All the records that follow need to be reproduced exactly. Omit the images.

....................

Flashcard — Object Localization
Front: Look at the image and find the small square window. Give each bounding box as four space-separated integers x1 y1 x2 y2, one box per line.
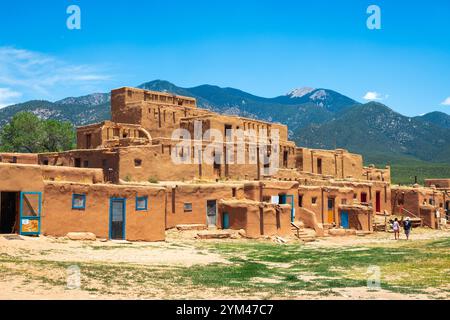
72 194 86 210
134 159 142 167
136 197 148 211
184 203 192 212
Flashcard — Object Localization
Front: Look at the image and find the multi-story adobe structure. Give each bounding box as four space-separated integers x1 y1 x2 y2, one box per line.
0 88 446 241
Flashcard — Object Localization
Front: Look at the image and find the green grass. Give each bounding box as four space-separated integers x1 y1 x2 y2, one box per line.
0 238 450 298
186 240 450 294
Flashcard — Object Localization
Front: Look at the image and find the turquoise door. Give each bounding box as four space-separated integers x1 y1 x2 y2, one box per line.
280 194 295 222
222 212 230 229
341 211 350 229
19 192 42 235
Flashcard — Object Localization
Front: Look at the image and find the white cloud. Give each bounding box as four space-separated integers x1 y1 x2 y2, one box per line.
441 97 450 106
0 47 110 104
363 91 389 101
0 88 22 108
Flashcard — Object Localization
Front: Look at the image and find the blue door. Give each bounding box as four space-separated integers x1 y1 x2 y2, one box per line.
19 192 42 236
341 211 350 229
222 212 230 229
109 198 126 240
280 194 295 222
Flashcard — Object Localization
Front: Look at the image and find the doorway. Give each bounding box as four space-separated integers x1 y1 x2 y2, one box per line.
375 191 381 212
445 201 450 221
361 192 367 203
206 200 217 227
0 192 19 234
341 211 350 229
214 152 222 179
222 212 230 229
278 194 295 222
109 198 126 240
327 198 334 223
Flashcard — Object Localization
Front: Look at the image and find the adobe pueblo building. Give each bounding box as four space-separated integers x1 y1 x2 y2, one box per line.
0 87 450 241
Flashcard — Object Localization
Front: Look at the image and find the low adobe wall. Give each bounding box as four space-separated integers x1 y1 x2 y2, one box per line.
0 163 44 192
0 153 38 164
166 184 243 229
41 166 104 183
41 182 165 241
338 205 374 231
219 200 291 238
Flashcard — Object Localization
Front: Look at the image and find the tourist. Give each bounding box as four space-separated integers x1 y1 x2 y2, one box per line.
392 218 400 240
403 217 412 240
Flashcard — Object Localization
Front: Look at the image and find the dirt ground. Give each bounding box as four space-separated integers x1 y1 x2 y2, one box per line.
0 229 450 299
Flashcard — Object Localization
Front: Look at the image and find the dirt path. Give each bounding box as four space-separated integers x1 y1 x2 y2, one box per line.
0 229 450 299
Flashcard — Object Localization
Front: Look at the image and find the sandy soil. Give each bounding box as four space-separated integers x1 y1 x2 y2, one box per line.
0 229 450 299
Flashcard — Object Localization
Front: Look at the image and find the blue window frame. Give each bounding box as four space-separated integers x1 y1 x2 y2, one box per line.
72 193 86 210
136 196 148 211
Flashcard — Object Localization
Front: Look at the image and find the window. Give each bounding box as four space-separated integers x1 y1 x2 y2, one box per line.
86 134 92 149
184 203 192 212
72 194 86 210
134 159 142 167
136 196 148 211
317 159 322 174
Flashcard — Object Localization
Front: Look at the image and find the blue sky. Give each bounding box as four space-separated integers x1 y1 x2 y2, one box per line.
0 0 450 115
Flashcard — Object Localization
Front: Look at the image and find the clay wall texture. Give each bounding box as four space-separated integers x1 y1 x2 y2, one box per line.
41 182 165 241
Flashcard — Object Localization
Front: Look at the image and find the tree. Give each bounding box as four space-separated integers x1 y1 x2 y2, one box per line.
42 120 75 152
0 112 75 153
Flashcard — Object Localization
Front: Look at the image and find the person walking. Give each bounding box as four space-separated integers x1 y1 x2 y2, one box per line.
392 218 400 240
403 217 412 240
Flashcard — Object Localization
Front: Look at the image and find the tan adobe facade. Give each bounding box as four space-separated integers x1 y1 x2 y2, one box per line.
0 87 448 241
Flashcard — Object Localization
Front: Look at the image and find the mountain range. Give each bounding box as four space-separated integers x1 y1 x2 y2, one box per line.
0 80 450 163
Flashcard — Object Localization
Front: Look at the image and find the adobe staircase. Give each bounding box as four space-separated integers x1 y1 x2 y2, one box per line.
291 221 316 242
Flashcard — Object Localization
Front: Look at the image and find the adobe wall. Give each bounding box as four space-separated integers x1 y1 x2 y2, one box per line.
337 205 374 231
0 163 44 192
219 200 291 238
391 185 445 216
77 121 152 149
296 148 363 179
41 182 165 241
362 165 391 183
425 179 450 190
38 149 119 182
40 166 104 184
163 184 244 229
111 88 199 137
0 153 38 164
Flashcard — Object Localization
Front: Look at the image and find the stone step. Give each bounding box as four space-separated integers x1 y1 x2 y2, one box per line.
176 224 208 231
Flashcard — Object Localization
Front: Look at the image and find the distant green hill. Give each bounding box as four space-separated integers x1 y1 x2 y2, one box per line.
294 102 450 162
0 80 450 183
415 111 450 129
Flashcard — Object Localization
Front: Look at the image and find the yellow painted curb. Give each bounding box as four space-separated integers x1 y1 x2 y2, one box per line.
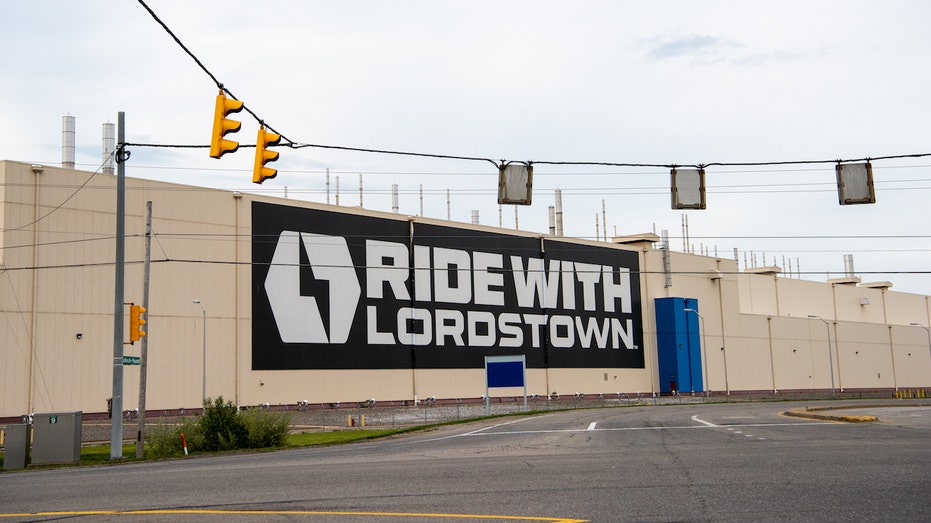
783 405 879 423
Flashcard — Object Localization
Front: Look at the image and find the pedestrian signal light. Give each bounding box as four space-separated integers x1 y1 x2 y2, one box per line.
252 126 281 183
129 305 145 343
210 90 243 158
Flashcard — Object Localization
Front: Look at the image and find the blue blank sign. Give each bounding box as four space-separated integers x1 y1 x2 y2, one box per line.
485 360 524 387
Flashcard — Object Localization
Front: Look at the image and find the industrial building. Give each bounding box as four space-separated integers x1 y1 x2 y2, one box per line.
0 161 931 418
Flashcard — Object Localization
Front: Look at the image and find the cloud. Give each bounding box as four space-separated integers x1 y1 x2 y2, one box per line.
643 35 743 61
641 34 827 66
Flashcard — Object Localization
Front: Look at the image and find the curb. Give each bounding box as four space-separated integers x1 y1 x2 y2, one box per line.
782 403 931 423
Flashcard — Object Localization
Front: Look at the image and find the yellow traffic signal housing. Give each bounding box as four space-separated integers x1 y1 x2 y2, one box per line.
129 305 145 343
252 126 281 183
210 90 243 158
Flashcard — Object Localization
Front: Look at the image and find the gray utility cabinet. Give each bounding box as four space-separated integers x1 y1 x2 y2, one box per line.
3 423 30 470
32 411 82 465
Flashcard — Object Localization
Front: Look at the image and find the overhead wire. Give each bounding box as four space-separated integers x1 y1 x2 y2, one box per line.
133 0 931 176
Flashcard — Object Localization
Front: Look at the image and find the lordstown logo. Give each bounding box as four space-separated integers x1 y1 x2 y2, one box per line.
264 230 639 350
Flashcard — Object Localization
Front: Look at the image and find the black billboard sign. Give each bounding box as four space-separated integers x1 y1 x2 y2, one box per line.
252 202 644 370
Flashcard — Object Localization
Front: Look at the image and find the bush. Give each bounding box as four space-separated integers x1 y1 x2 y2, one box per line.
146 397 291 458
239 410 291 449
198 396 249 452
146 418 203 458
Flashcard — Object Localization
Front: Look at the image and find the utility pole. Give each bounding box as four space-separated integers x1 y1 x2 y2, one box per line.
136 200 152 459
110 111 129 459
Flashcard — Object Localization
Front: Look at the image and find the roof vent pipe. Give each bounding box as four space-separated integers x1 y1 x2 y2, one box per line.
556 189 562 236
61 114 74 169
844 254 857 278
101 122 116 174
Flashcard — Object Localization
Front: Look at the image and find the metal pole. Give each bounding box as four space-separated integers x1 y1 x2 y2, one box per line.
110 111 128 459
808 314 837 399
683 308 708 396
136 201 152 459
193 298 207 405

....................

**The completed task:**
Flashcard — Object Localization
Front: Look at the image and find the small square window. Give each bounding box as four space-separated integers x1 y1 x2 y2, one box per line.
72 194 86 210
134 159 142 167
136 197 148 211
184 203 192 212
Flashcard — Object Localization
Front: Look at the image and find the multi-story adobe structure. Give each bounding box as four space-separated integers x1 y1 x2 y2, one box per line.
0 88 446 241
Flashcard — Object Localization
Front: Look at the image and find the green grass. Give each bounding box as four space-separated integers x1 y1 x2 y2, one box per line.
0 238 450 298
186 240 450 294
Flashcard — Object Localization
Front: Look at the image and find the turquoise door. Give each bounding box as four space-separated integers x1 y1 x2 y2, one box per line.
280 194 295 222
222 212 230 229
341 211 350 229
19 192 42 235
Flashcard — Object Localization
Front: Look at the image and find the white cloud. Give each bounding box as four space-separated integers x1 y1 x2 y2, one box per line.
441 97 450 106
0 47 110 104
363 91 389 101
0 88 22 108
Flashcard — Object Localization
Front: Look at the image and find the blue door. Give each bounding box as four space-separated integers x1 y1 x2 y2, one box per line.
19 192 42 236
341 211 350 229
222 212 230 229
109 198 126 240
280 194 295 222
Flashcard — Object Localization
Front: Look at the image and find the doorway. Give each bounding box as four space-separated integers x1 y1 x2 y2, one box per line.
375 191 381 212
445 201 450 221
361 192 367 203
206 200 217 227
0 192 19 234
341 211 350 229
214 152 222 179
222 212 230 229
278 194 295 222
109 198 126 240
327 198 334 223
Flashcard — Object Localization
Front: Look at the image and find the adobe pueblo building. Give each bounding box as four space-separated integers x1 y1 x2 y2, one box per line.
0 87 450 241
Flashcard — Object Localization
Front: Look at the image and find the low adobe wall. Give each bounding box as four space-separated integers x1 y1 x2 y2, one box per line.
0 163 44 192
0 153 38 164
166 184 243 229
41 166 104 183
41 182 165 241
338 205 374 231
219 200 291 238
Flashcard — Object Localization
Front: Look at the image and find the tourist. Give each bounding box as four space-separated integers x1 y1 x2 y2, one box per line.
392 218 400 240
403 217 412 240
Flashcard — Object Localization
Front: Look at the image and find the dirt ground. Give each bounding box as four space-separated integers x1 y1 x2 y2, one box per line.
0 229 450 299
Flashcard — Object Localization
Front: Look at the image and find the dirt path. Give each bounding box as four space-separated integers x1 y1 x2 y2, one box per line.
0 229 450 299
Flashcard — Object Localization
Front: Look at the image and find the sandy soil. Give each bounding box as four space-separated integers x1 y1 x2 y2, one box per line.
0 229 450 299
Flashcard — Object Localization
Front: Look at the image and find the blue window frame. Give each bounding box as four space-separated integers x1 y1 x2 y2, one box per line.
72 193 86 210
136 196 148 211
Flashcard — Object Localization
Front: Look at the image and find the window. Give each bounding box as four space-separated integers x1 y1 x2 y2, one box per line.
86 134 92 149
184 203 192 212
72 194 86 210
134 159 142 167
136 196 148 211
317 159 322 174
Flashcard — Object Localization
Front: Look at the image and find the blue sky. Give each bounding box as four space-separated integers x1 y1 x2 y2, one box per line.
0 0 450 115
Flashcard — Object Localization
Front: Look at the image and find the clay wall texture. Give each bounding box as four space-separated integers x1 y1 x2 y2, one box per line.
41 182 165 241
Flashcard — Object Localization
Front: Look at the image and find the tree. Give each bounding box as four space-separated integers x1 y1 x2 y2, one box per line.
42 120 75 152
0 112 75 153
Flashcard — Object Localization
Front: Look at the image and find the person walking. Give each bounding box as four space-separated integers x1 y1 x2 y2, one box per line.
392 218 400 240
403 217 412 240
Flashcard — Object Localization
Front: Look at the image and find the tan adobe facade. Give each bounding box as four space-separated integers x1 y1 x2 y2, one box per line.
0 87 448 241
Flashcard — Object Localization
Front: Look at the image and find the mountain range. Give each bounding box as four space-separated integers x1 y1 x2 y2, one box per line.
0 80 450 163
Flashcard — Object Localization
Front: Look at the image and find the adobe staircase. Give each bounding box as four space-separated integers x1 y1 x2 y2, one box per line.
291 221 316 242
Flashcard — Object Localization
Front: Look at the image and find the adobe wall. Give each bounding box as four space-separated integers x1 y1 x2 y2, one box per line.
337 205 374 231
0 163 44 192
219 200 291 238
391 185 445 216
77 121 152 149
296 148 363 179
41 182 165 241
362 165 391 183
425 179 450 190
38 149 119 182
40 166 104 184
163 184 244 229
111 88 199 137
0 153 38 164
Flashcard — Object Localization
Front: Look at the image and find the stone step. Give each bounding box as four space-separated integers x1 y1 x2 y2, one box per line.
176 224 208 231
Flashcard — Object Localization
Front: Look at the image and find the distant green hill. Give each bounding box as four space-separated integers x1 y1 x2 y2, one box per line.
294 102 450 162
0 80 450 183
415 111 450 129
Flashcard — Object Localization
Front: Look at the image and find the yellow painted curb. Give each bounding box as four space-separated integers x1 y1 x2 y2, one box per line.
783 405 879 423
Flashcard — Object Localization
Front: Look at the image and find the pedestrian signal light. Give each bounding box as four space-separated integers x1 y1 x2 y2, one box per line.
252 126 281 183
129 305 145 343
210 90 243 158
Flashcard — Object Localization
Front: Look at the image and find the blue blank sign. Give each bounding box as four space-separated integers x1 y1 x2 y2, one box per line.
485 360 524 387
Flashcard — Object Localization
Front: Look at the image and find the industrial building. Give each bounding box as four space-separated integers x1 y1 x2 y2, one box per line.
0 161 931 418
Flashcard — Object Localization
Front: Look at the image and find the cloud. Give each bounding box as four space-separated integers x1 y1 x2 y2, one box per line.
643 35 743 61
641 34 827 66
Flashcard — Object Localization
Front: Look at the image and find the curb. Give each bounding box as four space-separated integers x1 y1 x2 y2, one box per line.
782 403 931 423
Flashcard — Object Localization
Front: Look at the image and find the yellow traffic signal housing. Give each bounding box as four space-separated integers x1 y1 x2 y2, one box per line.
129 305 145 343
252 126 281 183
210 90 243 158
Flashcard — Object Localization
Front: Look at the image and find the gray utility cabinet. Give each bounding box as four space-separated integers x1 y1 x2 y2, one box per line.
3 423 30 470
32 411 82 465
Flashcard — Object Localization
Front: Look at the image and find the overhead wire. Give each bounding box as four space-separated integers x1 y1 x2 y2, one box per line.
133 0 931 176
Flashcard — Object Localization
Front: Look at the image and find the lordstown logo. Give each bounding box as four space-separated integers x1 y1 x2 y2, one box per line.
264 230 639 350
Flashcard — Object Localization
Front: Look at the image and find the black billboard sign. Give each bounding box as four space-separated integers x1 y1 x2 y2, one box per line.
252 202 644 370
Flashcard — Object Localization
Front: Look at the image and find the bush. Give each bounding box as four space-separated integers x1 y1 x2 y2, one box per line.
146 397 291 458
239 410 291 449
198 396 249 452
146 418 203 458
Flashcard — Object Localization
Front: Look at the image and find the utility pole. Give each bounding box as four space-separated integers x1 y1 x2 y2, one box per line.
136 200 152 459
110 111 129 459
Flashcard — Object Localization
Front: Look at the image and find the roof vent pipe. Give each bounding box as four space-separated integers x1 y1 x2 y2, one box per line.
556 189 562 236
61 114 74 169
844 254 857 278
101 122 116 174
Flashcard — Object Localization
Front: Look at the image and find the metal pole. Give each bounding box as four space-separated integers x1 y1 x2 y2, one box per line.
110 111 128 459
808 314 837 399
683 308 708 396
136 201 152 459
193 298 207 405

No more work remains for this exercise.